Exercise data section start

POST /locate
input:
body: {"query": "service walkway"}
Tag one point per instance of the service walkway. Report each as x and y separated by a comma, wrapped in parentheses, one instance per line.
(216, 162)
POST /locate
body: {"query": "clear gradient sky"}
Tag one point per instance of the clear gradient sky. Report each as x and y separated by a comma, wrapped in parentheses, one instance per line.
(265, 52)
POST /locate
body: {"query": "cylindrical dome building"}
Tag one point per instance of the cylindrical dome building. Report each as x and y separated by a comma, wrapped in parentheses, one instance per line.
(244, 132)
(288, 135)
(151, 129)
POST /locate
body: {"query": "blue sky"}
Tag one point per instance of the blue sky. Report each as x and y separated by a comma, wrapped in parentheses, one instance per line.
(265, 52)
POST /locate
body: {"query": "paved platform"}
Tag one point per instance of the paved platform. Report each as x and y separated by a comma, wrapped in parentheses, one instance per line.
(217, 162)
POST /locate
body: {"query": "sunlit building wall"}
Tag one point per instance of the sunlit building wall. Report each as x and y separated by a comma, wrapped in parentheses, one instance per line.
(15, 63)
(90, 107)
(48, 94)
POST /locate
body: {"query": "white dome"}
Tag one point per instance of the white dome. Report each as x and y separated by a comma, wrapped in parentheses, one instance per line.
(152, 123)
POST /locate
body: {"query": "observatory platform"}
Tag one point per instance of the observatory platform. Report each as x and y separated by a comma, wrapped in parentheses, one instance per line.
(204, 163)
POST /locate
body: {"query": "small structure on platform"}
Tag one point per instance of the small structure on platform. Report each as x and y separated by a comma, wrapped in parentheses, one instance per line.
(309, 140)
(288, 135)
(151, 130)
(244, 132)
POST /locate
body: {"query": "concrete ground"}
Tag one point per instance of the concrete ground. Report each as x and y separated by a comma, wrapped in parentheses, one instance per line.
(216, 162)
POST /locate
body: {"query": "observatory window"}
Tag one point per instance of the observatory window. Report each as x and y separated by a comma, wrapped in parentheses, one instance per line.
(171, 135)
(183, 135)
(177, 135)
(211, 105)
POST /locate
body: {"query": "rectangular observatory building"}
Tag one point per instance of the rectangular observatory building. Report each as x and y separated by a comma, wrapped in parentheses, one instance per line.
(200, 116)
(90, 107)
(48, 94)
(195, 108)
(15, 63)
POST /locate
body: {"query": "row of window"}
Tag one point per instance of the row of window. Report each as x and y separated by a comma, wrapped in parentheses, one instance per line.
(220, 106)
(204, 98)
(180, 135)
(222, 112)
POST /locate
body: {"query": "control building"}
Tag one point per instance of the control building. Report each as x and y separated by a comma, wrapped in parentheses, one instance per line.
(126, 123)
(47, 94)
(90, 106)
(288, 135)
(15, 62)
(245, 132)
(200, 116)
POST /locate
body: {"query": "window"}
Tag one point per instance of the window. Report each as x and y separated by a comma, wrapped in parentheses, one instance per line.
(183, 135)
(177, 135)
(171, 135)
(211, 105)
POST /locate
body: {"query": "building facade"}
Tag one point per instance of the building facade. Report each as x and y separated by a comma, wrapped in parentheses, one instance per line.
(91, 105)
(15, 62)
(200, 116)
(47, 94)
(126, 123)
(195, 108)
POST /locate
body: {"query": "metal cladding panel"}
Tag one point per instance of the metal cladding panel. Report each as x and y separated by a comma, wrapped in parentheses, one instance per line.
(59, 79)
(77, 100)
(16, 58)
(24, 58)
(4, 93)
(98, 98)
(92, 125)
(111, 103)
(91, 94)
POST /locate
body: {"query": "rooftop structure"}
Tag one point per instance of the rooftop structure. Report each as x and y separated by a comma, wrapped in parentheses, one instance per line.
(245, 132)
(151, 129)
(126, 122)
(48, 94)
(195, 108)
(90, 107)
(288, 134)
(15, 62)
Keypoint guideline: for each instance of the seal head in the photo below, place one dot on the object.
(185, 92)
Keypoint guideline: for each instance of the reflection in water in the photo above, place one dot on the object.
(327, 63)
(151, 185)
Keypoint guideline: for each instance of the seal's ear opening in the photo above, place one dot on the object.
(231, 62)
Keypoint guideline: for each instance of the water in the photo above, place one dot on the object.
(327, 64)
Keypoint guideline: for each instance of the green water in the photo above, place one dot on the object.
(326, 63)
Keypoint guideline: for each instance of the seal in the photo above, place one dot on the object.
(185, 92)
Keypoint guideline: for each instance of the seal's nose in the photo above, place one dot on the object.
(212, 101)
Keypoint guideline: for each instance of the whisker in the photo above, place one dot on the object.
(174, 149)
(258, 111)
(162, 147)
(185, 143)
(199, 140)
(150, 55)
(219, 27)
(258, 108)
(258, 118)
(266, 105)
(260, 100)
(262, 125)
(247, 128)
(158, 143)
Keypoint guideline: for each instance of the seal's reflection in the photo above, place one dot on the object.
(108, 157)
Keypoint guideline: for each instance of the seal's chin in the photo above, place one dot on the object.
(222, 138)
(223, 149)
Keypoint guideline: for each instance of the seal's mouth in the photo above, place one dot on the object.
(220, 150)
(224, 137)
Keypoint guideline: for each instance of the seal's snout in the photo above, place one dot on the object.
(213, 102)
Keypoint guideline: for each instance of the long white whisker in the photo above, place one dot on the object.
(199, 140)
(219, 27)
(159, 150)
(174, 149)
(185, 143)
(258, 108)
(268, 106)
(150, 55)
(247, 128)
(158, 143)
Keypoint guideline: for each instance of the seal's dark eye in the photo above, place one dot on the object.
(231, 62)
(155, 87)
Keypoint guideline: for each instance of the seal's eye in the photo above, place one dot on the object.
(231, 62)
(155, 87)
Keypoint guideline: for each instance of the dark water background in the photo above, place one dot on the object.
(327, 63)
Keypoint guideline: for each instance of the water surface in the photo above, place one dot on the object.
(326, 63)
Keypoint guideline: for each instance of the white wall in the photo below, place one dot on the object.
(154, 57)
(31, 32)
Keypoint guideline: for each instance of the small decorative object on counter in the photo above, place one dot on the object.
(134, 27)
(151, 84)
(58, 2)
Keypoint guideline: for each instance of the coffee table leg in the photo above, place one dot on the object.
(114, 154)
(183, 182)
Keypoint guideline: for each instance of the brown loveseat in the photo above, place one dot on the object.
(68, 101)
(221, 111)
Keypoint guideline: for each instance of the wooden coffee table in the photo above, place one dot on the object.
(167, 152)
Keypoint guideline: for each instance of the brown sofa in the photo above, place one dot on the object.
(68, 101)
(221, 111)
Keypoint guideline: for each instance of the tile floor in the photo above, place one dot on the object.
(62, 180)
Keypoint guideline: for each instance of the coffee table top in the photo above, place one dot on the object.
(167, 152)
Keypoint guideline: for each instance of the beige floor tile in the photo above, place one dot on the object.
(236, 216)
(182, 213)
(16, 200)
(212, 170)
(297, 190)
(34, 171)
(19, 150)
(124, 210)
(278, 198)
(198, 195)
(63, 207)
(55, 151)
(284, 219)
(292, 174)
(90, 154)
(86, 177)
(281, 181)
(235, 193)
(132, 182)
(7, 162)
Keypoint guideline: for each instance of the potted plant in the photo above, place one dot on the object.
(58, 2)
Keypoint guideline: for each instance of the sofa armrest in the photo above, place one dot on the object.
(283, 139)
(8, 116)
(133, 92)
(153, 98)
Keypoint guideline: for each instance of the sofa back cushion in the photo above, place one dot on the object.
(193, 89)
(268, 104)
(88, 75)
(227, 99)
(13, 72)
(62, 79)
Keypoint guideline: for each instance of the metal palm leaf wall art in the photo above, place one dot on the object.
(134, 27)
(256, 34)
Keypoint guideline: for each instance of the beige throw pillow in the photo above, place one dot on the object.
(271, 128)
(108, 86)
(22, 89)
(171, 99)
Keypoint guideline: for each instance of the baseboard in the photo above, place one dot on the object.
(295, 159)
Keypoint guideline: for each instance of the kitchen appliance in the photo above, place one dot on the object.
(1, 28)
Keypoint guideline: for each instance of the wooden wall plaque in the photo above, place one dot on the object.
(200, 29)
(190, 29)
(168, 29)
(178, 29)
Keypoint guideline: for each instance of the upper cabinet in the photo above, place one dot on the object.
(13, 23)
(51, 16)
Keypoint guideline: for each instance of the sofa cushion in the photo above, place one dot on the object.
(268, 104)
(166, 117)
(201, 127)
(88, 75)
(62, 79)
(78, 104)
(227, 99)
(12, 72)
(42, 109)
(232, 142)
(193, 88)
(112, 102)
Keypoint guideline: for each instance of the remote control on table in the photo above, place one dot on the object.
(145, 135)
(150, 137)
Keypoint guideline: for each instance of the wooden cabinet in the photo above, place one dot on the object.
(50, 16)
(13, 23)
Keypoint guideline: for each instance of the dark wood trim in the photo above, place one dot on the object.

Exercise data section end

=== Task goal ===
Every line from the one holding "Keypoint guideline: for each instance of the upper" through the last line of the listing above should be set down exactly, and nothing more.

=== Exercise solution ===
Keypoint guideline: for each instance of the upper cabinet in the photo above, place one dot on the object.
(13, 23)
(51, 16)
Keypoint guideline: for each instance of the sofa cushion in the photo above, place one dot on the object.
(268, 104)
(166, 117)
(201, 127)
(88, 75)
(62, 79)
(78, 104)
(227, 99)
(12, 72)
(42, 109)
(232, 142)
(193, 88)
(112, 102)
Keypoint guideline: for each instance of the remote control on table in the photo above, place one dot on the object.
(145, 135)
(150, 137)
Keypoint guideline: for each instance of the wooden cabinet in the photo above, place one dot on the object.
(50, 16)
(13, 23)
Keypoint guideline: for each instance of the dark wood trim in the photo above, place one dot on the object.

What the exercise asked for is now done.